*What the task requires*:
Convert the items from the line with "Pass-network tagging: label the stone finial" up to and including the line with "[(178, 325)]" into a two-column CSV headed item_text and answer. Give one row per item, with each field in quotation marks and line breaks replaced by spaces.

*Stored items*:

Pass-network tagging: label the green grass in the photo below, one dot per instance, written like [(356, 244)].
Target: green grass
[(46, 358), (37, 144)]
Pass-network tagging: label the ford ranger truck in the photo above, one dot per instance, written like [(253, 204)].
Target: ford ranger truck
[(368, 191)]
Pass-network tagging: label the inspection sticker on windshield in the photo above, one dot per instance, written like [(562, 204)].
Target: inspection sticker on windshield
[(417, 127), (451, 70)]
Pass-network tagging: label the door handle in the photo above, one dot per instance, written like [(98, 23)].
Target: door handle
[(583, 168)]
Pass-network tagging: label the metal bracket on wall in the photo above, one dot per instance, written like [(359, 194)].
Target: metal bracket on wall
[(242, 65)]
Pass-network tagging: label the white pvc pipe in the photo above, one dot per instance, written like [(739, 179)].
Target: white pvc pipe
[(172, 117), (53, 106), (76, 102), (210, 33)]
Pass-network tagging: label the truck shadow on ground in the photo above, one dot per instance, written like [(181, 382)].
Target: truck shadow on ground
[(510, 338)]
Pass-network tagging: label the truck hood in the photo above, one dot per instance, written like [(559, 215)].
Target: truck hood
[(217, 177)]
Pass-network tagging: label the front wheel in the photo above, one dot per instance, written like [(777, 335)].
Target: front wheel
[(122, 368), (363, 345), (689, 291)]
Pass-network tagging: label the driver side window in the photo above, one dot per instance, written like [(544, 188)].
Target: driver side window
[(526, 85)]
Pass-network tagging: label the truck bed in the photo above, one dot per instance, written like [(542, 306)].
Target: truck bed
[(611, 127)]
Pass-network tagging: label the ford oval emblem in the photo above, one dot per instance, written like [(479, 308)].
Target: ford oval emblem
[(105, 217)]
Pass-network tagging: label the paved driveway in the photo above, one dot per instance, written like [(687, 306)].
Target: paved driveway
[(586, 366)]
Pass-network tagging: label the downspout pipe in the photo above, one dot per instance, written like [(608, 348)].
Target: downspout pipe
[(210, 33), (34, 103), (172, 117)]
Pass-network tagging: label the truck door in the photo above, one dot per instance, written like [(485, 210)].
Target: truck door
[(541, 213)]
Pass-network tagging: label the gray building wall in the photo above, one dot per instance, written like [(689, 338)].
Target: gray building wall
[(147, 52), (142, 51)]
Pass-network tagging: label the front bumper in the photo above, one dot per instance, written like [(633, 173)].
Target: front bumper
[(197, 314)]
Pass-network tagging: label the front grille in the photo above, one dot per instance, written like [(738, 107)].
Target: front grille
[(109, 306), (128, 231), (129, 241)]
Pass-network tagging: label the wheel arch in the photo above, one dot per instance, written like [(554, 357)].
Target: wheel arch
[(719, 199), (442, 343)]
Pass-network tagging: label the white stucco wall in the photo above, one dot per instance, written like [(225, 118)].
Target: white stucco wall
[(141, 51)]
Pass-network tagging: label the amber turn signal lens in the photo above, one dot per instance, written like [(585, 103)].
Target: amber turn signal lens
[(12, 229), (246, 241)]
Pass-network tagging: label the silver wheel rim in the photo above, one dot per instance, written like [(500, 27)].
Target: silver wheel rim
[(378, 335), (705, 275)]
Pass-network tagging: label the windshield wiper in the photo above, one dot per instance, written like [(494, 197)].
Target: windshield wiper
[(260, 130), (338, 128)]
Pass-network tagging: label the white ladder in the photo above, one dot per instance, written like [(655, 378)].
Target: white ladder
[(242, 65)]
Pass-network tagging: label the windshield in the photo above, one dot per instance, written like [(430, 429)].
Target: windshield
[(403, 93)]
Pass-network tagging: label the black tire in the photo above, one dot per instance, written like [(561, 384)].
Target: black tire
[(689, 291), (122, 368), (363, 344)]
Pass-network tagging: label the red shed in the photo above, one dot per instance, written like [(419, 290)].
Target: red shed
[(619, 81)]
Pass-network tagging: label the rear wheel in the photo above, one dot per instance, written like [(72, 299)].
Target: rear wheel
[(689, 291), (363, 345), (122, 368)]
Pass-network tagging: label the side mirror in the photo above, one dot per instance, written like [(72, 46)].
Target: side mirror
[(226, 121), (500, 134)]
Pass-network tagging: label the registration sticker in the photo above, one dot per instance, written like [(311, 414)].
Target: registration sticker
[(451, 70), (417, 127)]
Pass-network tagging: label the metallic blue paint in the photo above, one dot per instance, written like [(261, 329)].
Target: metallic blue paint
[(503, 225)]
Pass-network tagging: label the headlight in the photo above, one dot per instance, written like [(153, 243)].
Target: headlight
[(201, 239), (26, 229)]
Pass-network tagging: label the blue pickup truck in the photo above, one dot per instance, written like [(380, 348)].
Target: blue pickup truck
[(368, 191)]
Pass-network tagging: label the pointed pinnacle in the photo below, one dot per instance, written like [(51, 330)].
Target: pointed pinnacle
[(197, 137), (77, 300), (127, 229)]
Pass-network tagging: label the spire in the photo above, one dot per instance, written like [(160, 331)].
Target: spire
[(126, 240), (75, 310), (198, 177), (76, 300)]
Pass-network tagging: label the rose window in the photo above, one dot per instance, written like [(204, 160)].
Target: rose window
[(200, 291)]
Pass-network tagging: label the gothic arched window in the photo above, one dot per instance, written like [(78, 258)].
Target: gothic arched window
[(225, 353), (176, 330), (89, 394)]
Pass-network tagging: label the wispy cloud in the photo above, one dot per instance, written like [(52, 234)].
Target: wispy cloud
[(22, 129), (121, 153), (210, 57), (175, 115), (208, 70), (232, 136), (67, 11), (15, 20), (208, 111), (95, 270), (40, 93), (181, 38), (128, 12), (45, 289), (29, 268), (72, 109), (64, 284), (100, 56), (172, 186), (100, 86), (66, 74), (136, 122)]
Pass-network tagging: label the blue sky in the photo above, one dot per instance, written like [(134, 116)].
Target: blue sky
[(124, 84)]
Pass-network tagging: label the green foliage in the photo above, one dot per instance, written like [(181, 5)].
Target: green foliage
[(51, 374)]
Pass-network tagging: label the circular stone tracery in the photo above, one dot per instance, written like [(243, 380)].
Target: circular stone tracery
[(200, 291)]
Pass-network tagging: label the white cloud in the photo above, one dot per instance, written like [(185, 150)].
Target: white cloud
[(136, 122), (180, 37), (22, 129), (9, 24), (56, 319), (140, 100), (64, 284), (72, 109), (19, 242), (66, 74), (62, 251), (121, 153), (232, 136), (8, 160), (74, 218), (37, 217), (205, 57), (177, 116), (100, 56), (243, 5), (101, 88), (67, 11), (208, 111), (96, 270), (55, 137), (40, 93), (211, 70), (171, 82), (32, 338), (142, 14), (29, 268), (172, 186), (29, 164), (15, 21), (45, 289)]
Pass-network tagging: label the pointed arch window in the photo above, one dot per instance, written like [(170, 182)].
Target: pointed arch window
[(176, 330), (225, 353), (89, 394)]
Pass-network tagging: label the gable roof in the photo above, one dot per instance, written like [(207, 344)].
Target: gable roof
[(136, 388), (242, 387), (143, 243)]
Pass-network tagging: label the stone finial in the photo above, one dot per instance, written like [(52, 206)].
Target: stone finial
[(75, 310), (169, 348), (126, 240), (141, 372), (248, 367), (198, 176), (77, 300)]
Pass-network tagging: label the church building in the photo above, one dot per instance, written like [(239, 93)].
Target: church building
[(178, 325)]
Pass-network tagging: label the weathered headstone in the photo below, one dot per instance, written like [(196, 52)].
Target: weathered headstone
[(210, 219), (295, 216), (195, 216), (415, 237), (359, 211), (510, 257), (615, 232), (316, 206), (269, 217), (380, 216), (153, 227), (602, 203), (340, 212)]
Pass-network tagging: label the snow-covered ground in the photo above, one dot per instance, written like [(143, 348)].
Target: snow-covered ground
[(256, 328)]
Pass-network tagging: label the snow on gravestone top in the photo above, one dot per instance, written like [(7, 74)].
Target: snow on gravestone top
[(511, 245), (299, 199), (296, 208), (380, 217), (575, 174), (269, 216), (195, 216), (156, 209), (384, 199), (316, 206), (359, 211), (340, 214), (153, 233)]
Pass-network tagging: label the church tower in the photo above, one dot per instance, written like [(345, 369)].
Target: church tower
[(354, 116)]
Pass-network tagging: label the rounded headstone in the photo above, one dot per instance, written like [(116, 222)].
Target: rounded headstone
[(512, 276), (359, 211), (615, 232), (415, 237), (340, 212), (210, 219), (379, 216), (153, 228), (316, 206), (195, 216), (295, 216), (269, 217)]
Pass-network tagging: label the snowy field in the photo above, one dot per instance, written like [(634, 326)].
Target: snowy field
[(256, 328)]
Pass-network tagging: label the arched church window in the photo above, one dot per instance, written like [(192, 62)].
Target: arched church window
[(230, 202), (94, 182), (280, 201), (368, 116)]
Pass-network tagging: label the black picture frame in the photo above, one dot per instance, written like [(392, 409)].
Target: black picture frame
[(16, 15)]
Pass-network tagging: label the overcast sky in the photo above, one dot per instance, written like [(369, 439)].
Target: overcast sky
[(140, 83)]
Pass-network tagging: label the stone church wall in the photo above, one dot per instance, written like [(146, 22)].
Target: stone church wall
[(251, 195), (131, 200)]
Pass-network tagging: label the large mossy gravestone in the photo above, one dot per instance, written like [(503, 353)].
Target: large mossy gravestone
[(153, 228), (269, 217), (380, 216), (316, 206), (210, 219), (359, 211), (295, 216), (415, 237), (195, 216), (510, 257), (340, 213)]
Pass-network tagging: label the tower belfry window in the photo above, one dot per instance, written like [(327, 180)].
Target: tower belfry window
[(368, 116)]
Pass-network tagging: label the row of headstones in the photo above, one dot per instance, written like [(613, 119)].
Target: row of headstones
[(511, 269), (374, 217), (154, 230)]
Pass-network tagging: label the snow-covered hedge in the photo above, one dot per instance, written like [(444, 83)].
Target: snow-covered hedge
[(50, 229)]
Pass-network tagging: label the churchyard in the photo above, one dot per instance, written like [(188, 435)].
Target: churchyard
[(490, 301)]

*Task result*:
item_text,answer
"Pass-network tagging: label the stone finial in the photo above, one dot per instance, written like [(52, 206)]. Target: stone finial","[(75, 310), (169, 348), (126, 240), (141, 372), (248, 367), (198, 176), (77, 300)]"
"Pass-network tagging: label the church building in the photo above, one dot per instance, written like [(239, 93)]. Target: church building","[(178, 325)]"